DATASET:
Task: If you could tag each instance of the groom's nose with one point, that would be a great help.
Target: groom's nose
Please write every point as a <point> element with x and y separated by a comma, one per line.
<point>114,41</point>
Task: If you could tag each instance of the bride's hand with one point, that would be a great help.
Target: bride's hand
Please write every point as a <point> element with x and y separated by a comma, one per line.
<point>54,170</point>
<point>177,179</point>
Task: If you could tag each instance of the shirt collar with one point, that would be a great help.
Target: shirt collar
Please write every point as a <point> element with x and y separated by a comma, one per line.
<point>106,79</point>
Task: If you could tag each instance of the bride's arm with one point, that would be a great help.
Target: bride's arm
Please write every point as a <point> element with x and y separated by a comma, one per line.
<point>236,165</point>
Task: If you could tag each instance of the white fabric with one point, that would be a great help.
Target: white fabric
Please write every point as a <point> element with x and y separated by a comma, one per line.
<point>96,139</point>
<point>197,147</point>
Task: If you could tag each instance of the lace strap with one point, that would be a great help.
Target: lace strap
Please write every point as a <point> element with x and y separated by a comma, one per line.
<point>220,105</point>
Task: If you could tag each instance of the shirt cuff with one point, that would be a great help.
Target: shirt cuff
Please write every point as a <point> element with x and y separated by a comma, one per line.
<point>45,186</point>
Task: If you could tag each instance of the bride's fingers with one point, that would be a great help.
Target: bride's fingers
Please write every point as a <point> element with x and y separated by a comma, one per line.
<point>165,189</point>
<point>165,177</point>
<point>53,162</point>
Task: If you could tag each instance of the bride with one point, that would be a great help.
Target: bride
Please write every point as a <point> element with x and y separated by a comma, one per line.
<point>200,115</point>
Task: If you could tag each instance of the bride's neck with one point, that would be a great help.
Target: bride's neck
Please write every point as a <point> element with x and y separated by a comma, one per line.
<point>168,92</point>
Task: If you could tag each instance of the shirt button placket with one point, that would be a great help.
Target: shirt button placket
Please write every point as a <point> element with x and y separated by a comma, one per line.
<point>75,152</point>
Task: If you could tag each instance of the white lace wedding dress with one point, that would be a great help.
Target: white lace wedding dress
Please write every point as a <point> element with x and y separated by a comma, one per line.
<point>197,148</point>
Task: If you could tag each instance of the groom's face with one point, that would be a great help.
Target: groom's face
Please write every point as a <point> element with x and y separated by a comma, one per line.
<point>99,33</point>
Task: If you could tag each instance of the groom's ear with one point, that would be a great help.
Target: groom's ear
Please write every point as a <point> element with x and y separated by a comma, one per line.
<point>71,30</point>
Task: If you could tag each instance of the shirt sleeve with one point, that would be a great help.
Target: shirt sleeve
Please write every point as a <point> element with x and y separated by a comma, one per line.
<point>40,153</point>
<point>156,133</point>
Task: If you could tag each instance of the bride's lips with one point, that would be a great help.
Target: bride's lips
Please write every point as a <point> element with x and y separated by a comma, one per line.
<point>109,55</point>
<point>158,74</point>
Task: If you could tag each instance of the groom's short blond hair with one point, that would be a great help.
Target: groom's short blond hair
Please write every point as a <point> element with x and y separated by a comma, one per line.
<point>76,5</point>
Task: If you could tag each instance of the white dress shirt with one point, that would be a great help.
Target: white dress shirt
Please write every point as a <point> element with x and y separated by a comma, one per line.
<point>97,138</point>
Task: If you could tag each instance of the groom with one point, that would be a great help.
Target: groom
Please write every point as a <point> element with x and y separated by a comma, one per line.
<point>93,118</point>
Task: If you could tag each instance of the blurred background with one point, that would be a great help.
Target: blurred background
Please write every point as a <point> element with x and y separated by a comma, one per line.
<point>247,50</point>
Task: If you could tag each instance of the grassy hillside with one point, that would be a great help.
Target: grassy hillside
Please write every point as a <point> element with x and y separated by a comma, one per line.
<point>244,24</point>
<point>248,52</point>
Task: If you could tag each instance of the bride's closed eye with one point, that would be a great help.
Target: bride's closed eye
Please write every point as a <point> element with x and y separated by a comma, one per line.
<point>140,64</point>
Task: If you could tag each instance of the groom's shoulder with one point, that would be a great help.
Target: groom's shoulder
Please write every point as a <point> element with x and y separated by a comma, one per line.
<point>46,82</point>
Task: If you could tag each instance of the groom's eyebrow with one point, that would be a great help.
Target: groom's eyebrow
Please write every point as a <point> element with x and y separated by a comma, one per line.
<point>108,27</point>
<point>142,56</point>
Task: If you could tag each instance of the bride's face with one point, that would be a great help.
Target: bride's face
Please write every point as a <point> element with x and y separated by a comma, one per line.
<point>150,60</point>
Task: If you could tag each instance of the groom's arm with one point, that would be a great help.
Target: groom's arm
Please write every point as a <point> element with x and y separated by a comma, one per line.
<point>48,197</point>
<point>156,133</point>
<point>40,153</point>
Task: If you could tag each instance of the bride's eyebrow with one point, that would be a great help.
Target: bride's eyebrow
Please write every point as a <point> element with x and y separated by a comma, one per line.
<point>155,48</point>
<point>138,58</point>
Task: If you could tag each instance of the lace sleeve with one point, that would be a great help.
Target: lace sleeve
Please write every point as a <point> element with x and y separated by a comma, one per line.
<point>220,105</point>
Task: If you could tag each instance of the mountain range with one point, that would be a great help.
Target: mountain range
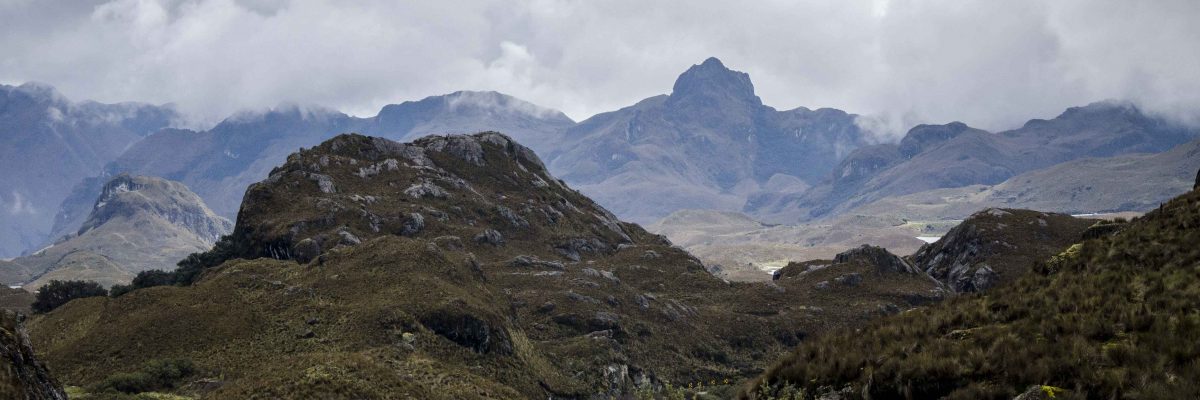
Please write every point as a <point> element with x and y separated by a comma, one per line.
<point>369,268</point>
<point>48,144</point>
<point>136,224</point>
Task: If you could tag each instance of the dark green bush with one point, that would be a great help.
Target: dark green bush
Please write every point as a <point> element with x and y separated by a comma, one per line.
<point>154,376</point>
<point>1114,317</point>
<point>57,293</point>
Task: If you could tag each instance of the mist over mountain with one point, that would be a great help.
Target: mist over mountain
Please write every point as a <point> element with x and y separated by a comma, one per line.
<point>711,143</point>
<point>49,143</point>
<point>955,155</point>
<point>136,224</point>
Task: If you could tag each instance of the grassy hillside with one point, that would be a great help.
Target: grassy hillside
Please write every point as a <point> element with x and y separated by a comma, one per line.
<point>447,268</point>
<point>1111,317</point>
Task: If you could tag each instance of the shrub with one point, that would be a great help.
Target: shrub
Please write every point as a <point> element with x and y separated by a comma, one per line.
<point>57,293</point>
<point>154,375</point>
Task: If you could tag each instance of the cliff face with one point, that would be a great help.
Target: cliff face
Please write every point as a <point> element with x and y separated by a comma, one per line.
<point>22,376</point>
<point>136,224</point>
<point>453,267</point>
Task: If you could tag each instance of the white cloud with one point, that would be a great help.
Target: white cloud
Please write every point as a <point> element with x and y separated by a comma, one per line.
<point>18,204</point>
<point>985,63</point>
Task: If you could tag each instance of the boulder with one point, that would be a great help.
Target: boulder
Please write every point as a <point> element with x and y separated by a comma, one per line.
<point>24,376</point>
<point>490,237</point>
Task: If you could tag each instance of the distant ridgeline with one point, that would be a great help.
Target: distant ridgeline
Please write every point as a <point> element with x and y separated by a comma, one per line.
<point>1111,317</point>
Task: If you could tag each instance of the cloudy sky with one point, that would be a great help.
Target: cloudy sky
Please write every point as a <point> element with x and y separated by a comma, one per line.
<point>990,64</point>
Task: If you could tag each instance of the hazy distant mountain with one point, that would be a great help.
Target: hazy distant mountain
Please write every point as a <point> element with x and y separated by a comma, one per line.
<point>219,163</point>
<point>708,144</point>
<point>136,224</point>
<point>48,143</point>
<point>955,155</point>
<point>1129,183</point>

WHAT IS NEEDED: In the data above, start at the line that has "Task: If you could tag each instance of the shirt sleeve", stop after the line that has "Target: groom's short blond hair", and print every line in between exactly as it stands.

ANSWER TO THE PROBLEM:
Task: If you could tag each instance of the shirt sleeve with one point, that would be a great help.
Target: shirt sleeve
Please write every point as a <point> element with x and y separated by a comma, one per line.
<point>40,153</point>
<point>156,133</point>
Task: If you could tag each instance of the bride's lips with one point, that would be a great help.
Target: bride's lips
Please write every point as a <point> element with x and y separated by a comma, one per line.
<point>109,55</point>
<point>158,74</point>
Task: If you could tag each instance of the groom's short blond hair with one point, that would be a great help.
Target: groom's short blond hair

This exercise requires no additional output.